▸ Information provided
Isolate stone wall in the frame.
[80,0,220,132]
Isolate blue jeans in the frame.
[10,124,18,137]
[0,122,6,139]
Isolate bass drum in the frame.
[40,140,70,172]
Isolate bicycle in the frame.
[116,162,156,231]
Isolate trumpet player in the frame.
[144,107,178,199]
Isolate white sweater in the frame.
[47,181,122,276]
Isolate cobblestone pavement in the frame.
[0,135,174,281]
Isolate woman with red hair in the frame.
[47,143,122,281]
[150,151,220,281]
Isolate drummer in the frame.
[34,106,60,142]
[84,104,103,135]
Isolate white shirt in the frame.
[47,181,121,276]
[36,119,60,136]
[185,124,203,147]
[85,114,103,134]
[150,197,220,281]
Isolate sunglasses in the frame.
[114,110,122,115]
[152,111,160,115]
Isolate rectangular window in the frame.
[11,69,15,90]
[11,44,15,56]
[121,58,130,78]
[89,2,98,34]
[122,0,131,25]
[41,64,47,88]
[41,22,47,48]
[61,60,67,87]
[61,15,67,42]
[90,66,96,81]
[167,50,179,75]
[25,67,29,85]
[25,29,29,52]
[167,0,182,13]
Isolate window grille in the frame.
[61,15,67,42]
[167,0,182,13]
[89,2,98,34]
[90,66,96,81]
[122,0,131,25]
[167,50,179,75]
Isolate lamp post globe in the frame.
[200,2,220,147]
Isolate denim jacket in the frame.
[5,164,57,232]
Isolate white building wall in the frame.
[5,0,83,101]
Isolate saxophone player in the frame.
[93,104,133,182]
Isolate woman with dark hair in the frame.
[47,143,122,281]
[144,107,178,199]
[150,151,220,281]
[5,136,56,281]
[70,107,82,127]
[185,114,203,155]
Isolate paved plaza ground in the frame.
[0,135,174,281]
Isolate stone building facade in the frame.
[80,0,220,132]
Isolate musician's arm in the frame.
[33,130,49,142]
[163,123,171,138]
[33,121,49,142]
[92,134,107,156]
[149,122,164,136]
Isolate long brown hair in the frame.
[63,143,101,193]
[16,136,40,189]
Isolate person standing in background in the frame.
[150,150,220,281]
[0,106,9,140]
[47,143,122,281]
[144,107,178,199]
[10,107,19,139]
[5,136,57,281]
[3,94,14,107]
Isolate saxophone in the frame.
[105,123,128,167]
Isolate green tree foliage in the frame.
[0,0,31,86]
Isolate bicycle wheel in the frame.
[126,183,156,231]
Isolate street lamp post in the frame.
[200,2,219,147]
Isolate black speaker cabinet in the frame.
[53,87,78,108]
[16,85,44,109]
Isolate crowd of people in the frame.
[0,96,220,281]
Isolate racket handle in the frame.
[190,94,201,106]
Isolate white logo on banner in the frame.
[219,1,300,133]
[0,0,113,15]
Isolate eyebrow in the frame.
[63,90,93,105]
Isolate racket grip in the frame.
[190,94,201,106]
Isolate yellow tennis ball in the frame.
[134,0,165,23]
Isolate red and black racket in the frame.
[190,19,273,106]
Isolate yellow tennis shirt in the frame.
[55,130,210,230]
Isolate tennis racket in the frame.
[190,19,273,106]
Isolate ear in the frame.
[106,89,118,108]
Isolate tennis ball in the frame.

▸ What needs to be done
Please quote exactly the lines from the one containing "Isolate musician's arm in the frame." through the last line of the records above, both included, and nothing else.

▸ Exercise result
Isolate musician's arm in the frame.
[33,130,49,142]
[163,123,171,138]
[33,121,49,142]
[92,134,107,156]
[149,122,164,136]
Isolate long brown hair in the frame.
[63,143,101,193]
[16,136,40,189]
Isolate person standing in background in the frame.
[150,150,220,281]
[0,106,9,140]
[47,143,122,281]
[144,107,178,199]
[10,107,19,139]
[5,136,57,281]
[3,94,14,107]
Isolate saxophone in the frame.
[105,123,128,167]
Isolate green tree foliage in the frame.
[0,0,31,86]
Isolate bicycle wheel in the frame.
[126,183,156,231]
Isolate street lamp post in the frame.
[200,2,219,147]
Isolate black speaker cabinet in the frame.
[53,87,78,108]
[16,85,44,109]
Isolate crowd of people in the frame.
[0,96,220,281]
Isolate racket handle in the frame.
[190,94,201,106]
Isolate white logo on banner in the frame.
[219,1,300,133]
[0,0,113,15]
Isolate eyebrow in the frame.
[63,90,93,105]
Isolate racket grip in the frame.
[190,94,201,106]
Isolate yellow tennis ball in the frame.
[134,0,165,23]
Isolate red and black racket in the frame.
[190,19,273,106]
Isolate yellow tennis shirt in the frame.
[55,130,210,230]
Isolate tennis racket in the frame.
[190,19,273,106]
Isolate ear in the frame.
[106,89,118,108]
Isolate tennis ball in the frame.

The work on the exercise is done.